DOCUMENT SOURCE.
>>>>

Le biopic est un navire qui prend l’eau. Ne voit-on pas passer, chaque année et à toute allure, quelque film sur James Brown ou autre, film dont personne ne parle. Ou alors, le temps de dire «c’est pas terrible, mais il chante les tubes et l’actrice est canon ?». Le genre a fait son temps, les Oscar ont été distribués, les disques vendus. Plus personne n’en veut. Il en va autrement de ceux qui ne traitent pas exclusivement du show business. Ceux-là s’en tirent, jusqu’ici.
Dans le cas de Paradise Lost – film franco-belge déguisé en produit hollywoodien -, tout bon spectateur s’attend à un condensé de violence et de répliques cinglantes où l’on apprendra quelques bricoles. On nous promet (on nous vend) un film sur Pablo Escobar, grand baron de la drogue des années 80. Un sujet en or, du moins pour injecter de la testostérone, un peu de Blondie sous les néons et espérer ramasser un million de spectateurs. Ce qu’on obtient, c’est l’œuvre étrange d’un réalisateur frileux, pompée sans vergogne sur Le Dernier Roi d’Ecosse.
Le film raconte l’histoire de Nick Brady, jeune éphèbe canadien, joué par Josh Hutcherson, venu en Colombie pour faire du surf. Animé de ce désir farouche, notre ami tombe sous le charme de Maria, belle colombienne au cœur aussi pur que le sien. Tout va pour le mieux dans les vagues dans lesquelles on se roule au ralenti. Quand soudain arrive Pablo Escobar – incarnation du mal -, l’oncle de Maria. Il est violent, sans cœur, imprévisible. Il a une grosse maison remplie d’enfants et il chante des chansons à sa femme. Mais ne vous y fiez pas, c’est un monstre sanguinaire. Il commet des crimes atroces, nous dit-on, car on n’en voit rien à l’écran. On les découvre à travers les visages horrifiés de nos Roméo et Juliette écoutant un poste de radio sur la plage. Puis, ça va de mal en pis.
Fait intéressant, personne ne meurt à l’écran. On ne voit que les coups de feu, puis des cadavres aux positions étudiées. On se croirait dans les années 30. Andrea Di Stefano a l’air de considérer qu’au 21ème siècle, montrer un cadavre suffit à susciter l’effroi. Voilà comment on caractérise un homme responsable de la mort de milliers de Colombiens. Benicio Del Toro, c’est tout à son honneur, tente d’insuffler un peu de savoir-faire. Il livre une prestation très chic, maîtrisée, qui montre à quel point cet acteur peut tout jouer, mais ne sauve en aucun cas le film. Josh Hutcherson, malgré son sourire ravageur, est incapable d’incarner autre chose que la bonne humeur ou l’effroi soudain. La meilleure prestation est sans doute celle de Carlos Bardem, frère de l’autre Bardem, qui tient le rôle du bras droit de Pablo.

<<<<

Pourriez-vous reprendre la critique de Paradise Lost et la poursuivre à partir de sa dernière phrase ? Les enregistrements ci-dessous proviennent d'une autre source.

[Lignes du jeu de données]
>>>>

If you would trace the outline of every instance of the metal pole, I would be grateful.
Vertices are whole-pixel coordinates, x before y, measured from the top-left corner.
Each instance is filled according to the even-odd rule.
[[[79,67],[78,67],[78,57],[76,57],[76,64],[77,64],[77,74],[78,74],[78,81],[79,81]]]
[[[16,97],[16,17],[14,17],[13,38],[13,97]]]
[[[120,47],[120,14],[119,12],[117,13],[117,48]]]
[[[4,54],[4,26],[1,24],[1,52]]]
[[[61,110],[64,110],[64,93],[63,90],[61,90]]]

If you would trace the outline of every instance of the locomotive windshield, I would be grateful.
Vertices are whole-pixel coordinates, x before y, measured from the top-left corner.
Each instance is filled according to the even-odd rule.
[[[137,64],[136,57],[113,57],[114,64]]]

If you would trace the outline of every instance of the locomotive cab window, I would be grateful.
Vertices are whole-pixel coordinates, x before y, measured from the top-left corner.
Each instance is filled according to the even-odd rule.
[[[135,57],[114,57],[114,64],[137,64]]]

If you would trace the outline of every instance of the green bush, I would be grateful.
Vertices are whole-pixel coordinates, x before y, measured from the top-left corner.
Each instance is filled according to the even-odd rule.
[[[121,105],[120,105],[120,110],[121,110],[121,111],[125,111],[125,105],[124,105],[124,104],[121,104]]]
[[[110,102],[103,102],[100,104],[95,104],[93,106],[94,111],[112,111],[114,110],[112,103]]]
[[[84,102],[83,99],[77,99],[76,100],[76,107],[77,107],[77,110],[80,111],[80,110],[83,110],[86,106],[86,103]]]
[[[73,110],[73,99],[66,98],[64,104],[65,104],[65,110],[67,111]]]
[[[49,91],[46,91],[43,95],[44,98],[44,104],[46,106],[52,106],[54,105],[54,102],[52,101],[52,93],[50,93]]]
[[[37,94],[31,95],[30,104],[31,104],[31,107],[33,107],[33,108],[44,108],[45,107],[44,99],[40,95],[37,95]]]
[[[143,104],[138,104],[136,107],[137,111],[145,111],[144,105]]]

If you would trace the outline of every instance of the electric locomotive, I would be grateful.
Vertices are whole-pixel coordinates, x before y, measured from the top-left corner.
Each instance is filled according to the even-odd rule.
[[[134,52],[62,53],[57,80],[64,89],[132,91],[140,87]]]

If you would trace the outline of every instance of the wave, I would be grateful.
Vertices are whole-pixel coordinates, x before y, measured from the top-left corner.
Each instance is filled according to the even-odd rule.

<<<<

RÉSULTAT.
Ce qui forme le noyau central est donc l’histoire d’amour entre Ken, pardon, Nick et Maria Escobar. C’est l’aspect sur lequel le réalisateur s’étend le plus et il va sans dire que le film atteint ici les profondeurs que l’on pensait insondables de la niaiserie. Di Stefano nous présente sans sourciller une histoire d’amour entre deux êtres radieux, deux angelots qui ne souhaitent que se marier et vivre leur fusion exotique en donnant des cours de surfs. Jusqu’à l’arrivée du croque-mitaine qui réduit en poussière ces nobles desseins comme une maison de paille. Gros ours à l’air perpétuellement endormi, qui fait des choses atroces comme poser son flingue sur la table au milieu d’un repas, ou ordonner des meurtres, la mine lasse. Nick est plongé dans une spirale maléfique, enfin soi-disant, puisqu’il garde constamment cet air de caniche affamé. Toujours est-il que les tréfonds de l’horreur sont atteints, puisqu’on vous le dit, et la pauvre Maria passe les trois derniers quarts d’heure du film à verser des larmes sur l’épaule de son amoureux. Bien sûr, on n’apprend absolument rien sur Escobar ou sur la Colombie de cette époque. Ce qui intéresse Di Stefano n’est que le cheminement du héros qui découvre peu-à-peu les cercles de l’enfer – ou ce que l’apprenti cinéaste identifie comme tel -.
Il y a également une histoire de trésor enfoui qui amène la course poursuite durant laquelle Hutcherson tente de démontrer qu’il pourrait jouer dans Taken : il tient une arme dans chaque main.
Même dans ces scènes de haute-volée, la paresse et l’angélisme restent omniprésents. Les ressorts sont à tel point grossiers qu’on se prend à sourire. Cela rappelle les jours bénis de L’agence tous risques. Voitures qu’on dégonfle, intervention de la méchante armée colombienne jusqu’à un final de tragédie grecque qui sent le tournage désastreux à plein nez. À ce propos, le film est construit selon une logique de long flash-back. On débute avec la scène de fin, retour en arrière, puis conclusion en forme de boucle. Ce genre de structure laisse deviner un monteur catastrophé en train de sauver ce qui peut l’être.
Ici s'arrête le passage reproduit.